Work to do:
Please convert the lines of the items below, from the very first line through the line containing "(1048, 591)" (both included), into a numbered list, leaving out any blank lines.

-- begin --

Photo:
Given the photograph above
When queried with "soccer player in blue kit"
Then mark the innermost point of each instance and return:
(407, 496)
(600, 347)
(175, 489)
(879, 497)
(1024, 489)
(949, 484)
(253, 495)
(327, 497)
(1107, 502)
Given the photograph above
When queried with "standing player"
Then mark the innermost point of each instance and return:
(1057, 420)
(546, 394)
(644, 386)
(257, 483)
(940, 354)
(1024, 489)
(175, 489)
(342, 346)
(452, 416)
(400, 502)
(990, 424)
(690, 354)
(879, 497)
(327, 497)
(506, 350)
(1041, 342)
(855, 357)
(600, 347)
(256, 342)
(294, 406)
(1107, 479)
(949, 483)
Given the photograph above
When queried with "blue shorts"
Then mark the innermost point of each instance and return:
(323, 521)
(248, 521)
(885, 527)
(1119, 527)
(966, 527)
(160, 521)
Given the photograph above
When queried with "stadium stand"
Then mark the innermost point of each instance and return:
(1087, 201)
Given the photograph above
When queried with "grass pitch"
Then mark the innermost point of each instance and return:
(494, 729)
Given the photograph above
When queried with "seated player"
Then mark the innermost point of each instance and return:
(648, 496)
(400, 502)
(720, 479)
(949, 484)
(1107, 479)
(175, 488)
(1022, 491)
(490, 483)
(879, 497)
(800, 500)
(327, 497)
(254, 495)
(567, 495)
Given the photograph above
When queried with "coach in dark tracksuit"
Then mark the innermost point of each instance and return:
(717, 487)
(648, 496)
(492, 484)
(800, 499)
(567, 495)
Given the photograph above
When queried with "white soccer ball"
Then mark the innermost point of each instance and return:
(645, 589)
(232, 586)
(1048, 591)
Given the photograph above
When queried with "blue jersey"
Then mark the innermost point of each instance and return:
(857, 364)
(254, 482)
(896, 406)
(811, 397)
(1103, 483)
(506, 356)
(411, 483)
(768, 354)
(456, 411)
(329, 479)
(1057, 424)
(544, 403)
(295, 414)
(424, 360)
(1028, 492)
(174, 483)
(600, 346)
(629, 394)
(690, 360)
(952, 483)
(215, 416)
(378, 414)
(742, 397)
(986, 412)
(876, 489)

-- end --

Exercise response:
1. Photo:
2. Given the photograph above
3. When queried with "soccer player in blue kit"
4. Then mark the innermost point of each instance and return:
5. (407, 496)
6. (600, 347)
7. (175, 489)
8. (879, 497)
9. (1024, 489)
10. (949, 484)
11. (253, 495)
12. (327, 497)
13. (1107, 502)
14. Given the photograph above
15. When queried with "standing player"
16. Then mark the innermost point of each instance and return:
17. (1057, 420)
18. (546, 394)
19. (644, 386)
20. (257, 483)
21. (940, 354)
22. (1024, 489)
23. (175, 489)
24. (342, 346)
25. (452, 416)
26. (400, 502)
27. (990, 424)
28. (690, 354)
29. (879, 497)
30. (327, 497)
31. (506, 350)
32. (1041, 342)
33. (855, 357)
34. (600, 347)
35. (256, 342)
36. (294, 406)
37. (1107, 479)
38. (949, 483)
39. Given the photograph above
40. When queried with "blue shorts"
41. Then mark the innermost point of each instance and return:
42. (323, 521)
43. (248, 521)
44. (885, 527)
45. (1119, 527)
46. (966, 527)
47. (160, 521)
48. Given the photograph above
49. When queried with "stadium stand"
50. Then mark the innermost point of each instance and return:
51. (1087, 201)
52. Given the photograph above
53. When queried with "grass pitch"
54. Then mark the innermost point of each instance and return:
55. (494, 729)
56. Given the photograph above
57. When queried with "seated player"
58. Then mark the innermost point of each instance and return:
59. (648, 496)
60. (400, 502)
61. (720, 479)
62. (949, 484)
63. (1107, 479)
64. (175, 488)
65. (1022, 491)
66. (490, 483)
67. (879, 497)
68. (800, 500)
69. (327, 497)
70. (254, 495)
71. (567, 495)
72. Given the photograph above
73. When queried with "coach in dark tracksuit"
74. Then mark the innermost point of each instance and return:
75. (717, 487)
76. (648, 496)
77. (492, 484)
78. (800, 499)
79. (567, 495)
80. Given the photograph above
81. When queried with "white soccer ball"
82. Then mark the innermost point of each instance and return:
83. (645, 589)
84. (232, 586)
85. (1048, 591)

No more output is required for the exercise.